_What to do_. Tell whether each statement agrees with the comb sort post, answering yes or no and quoting the deciding words of the post: 1. Comb sort was first described to Byte Magazine in 1991. 2. Rabbits slow a bubble sort down. 3. Comb sort is stable.

Last edited by Ellis Dee; May 20th, 2008 at 11:10 AM.
Stable: No
In-Place: Yes
Online: No
Recursive: No
Grade: B+
Comb sort was invented by Stephen Lacey and Richard Box, who first described it to Byte Magazine in 1991. It improves on bubble sort and rivals in speed more complex algorithms like quicksort. The idea is to eliminate turtles, or small values near the end of the list, since in a bubble sort these slow the sorting down tremendously. (Rabbits, large values around the beginning of the list, do not pose a problem in bubble sort.)
In bubble sort, when any two elements are compared, they always have a gap (distance from each other) of one. The basic idea of comb sort is that the gap can be much more than one.
The gap starts out as the length of the list being sorted divided by the shrink factor (generally 1.3; see below), and the list is sorted with that value (rounded down to an integer if needed) for the gap. Then the gap is divided by the shrink factor again, the list is sorted with this new gap, and the process repeats until the gap is one. At this point, comb sort reverts to a true bubble sort, using a gap of one until the list is fully sorted. In this final stage of the sort most turtles have already been dealt with, so a bubble sort will be efficient.
The shrink factor has a great effect on the efficiency of comb sort. In the original article, the authors suggested 1.3 after trying some random lists and finding it to be generally the most effective. A value too small slows the algorithm down because more comparisons must be made, whereas a value too large may not kill enough turtles to be practical.
vb Code:
Public Sub CombSort1(ByRef pvarArray As Variant)
Const ShrinkFactor = 1.3
Dim lngGap As Long
Dim i As Long
Dim iMin As Long
Dim iMax As Long
Dim varSwap As Variant
Dim blnSwapped As Boolean
iMin = LBound(pvarArray)
iMax = UBound(pvarArray)
lngGap = iMax - iMin + 1
Do
If lngGap > 1 Then
lngGap = Int(lngGap / ShrinkFactor)
If lngGap = 10 Or lngGap = 9 Then lngGap = 11
End If
blnSwapped = False
For i = iMin To iMax - lngGap
If pvarArray(i) > pvarArray(i + lngGap) Then
varSwap = pvarArray(i)
pvarArray(i) = pvarArray(i + lngGap)
pvarArray(i + lngGap) = varSwap
blnSwapped = True
End If
Next
Loop Until lngGap = 1 And Not blnSwapped
End Sub
Last edited by Ellis Dee; May 20th, 2008 at 11:13 AM.

Listing for identifying locations:

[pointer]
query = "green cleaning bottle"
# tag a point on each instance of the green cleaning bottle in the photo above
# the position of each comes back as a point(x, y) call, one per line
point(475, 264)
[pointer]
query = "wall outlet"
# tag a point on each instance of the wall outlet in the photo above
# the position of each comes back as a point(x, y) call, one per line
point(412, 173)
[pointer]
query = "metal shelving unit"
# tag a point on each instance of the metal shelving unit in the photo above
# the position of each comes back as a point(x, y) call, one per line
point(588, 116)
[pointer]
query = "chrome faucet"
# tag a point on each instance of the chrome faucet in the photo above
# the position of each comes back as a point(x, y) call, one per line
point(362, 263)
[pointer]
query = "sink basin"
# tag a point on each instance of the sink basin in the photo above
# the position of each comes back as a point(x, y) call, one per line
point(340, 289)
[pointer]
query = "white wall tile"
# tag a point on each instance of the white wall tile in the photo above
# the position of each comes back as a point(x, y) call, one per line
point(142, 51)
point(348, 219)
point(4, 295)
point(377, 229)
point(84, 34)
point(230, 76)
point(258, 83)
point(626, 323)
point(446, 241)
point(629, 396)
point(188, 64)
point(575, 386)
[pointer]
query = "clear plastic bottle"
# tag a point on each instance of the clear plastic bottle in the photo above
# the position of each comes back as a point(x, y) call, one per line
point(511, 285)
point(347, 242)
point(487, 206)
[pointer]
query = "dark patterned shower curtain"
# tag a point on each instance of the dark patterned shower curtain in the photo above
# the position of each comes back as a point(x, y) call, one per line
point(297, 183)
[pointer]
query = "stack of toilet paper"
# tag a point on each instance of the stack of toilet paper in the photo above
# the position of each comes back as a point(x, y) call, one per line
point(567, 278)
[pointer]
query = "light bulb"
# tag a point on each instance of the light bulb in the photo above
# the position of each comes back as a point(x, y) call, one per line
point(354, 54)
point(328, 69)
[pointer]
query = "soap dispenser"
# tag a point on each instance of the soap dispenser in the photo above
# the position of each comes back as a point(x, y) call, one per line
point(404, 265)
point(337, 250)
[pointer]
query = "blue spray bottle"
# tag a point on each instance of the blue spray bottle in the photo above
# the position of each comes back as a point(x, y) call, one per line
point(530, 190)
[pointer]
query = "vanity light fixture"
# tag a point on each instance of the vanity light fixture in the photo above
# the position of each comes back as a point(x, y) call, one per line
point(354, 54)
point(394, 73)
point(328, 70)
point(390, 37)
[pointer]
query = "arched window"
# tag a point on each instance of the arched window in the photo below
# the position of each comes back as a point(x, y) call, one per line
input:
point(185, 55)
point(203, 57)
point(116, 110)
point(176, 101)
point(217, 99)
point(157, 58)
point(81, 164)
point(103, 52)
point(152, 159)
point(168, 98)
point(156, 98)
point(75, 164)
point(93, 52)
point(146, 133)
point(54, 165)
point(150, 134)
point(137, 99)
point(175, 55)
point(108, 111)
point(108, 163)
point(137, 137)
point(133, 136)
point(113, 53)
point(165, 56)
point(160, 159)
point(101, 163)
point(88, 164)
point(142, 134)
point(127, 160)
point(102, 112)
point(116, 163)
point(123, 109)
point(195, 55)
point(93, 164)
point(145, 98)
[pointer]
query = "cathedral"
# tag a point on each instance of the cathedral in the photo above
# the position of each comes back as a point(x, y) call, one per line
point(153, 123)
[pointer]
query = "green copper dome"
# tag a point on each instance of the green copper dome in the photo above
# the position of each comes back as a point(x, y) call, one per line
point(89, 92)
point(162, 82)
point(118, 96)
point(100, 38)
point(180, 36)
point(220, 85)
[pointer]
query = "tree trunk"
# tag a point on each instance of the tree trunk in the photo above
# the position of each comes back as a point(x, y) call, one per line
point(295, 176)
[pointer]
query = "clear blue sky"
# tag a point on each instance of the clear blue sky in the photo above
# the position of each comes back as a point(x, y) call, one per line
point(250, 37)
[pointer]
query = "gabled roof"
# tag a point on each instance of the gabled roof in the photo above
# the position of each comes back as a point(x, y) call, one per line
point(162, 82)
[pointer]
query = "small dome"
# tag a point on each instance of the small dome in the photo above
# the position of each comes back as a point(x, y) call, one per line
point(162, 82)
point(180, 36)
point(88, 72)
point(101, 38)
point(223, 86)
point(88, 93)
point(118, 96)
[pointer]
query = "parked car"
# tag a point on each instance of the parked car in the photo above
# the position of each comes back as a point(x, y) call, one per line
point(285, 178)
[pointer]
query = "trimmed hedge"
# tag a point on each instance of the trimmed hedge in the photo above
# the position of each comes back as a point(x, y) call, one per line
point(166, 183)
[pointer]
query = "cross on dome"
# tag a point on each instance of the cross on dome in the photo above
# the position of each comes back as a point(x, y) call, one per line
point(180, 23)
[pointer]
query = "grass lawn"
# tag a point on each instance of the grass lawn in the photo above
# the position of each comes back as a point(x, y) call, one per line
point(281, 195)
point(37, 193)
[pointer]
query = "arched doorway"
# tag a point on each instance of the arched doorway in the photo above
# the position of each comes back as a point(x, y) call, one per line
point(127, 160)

_Written solution_.
1. Yes: "who first described it to Byte Magazine in 1991".
2. No: "Rabbits, large values around the beginning of the list, do not pose a problem in bubble sort".
3. No: "Stable: No".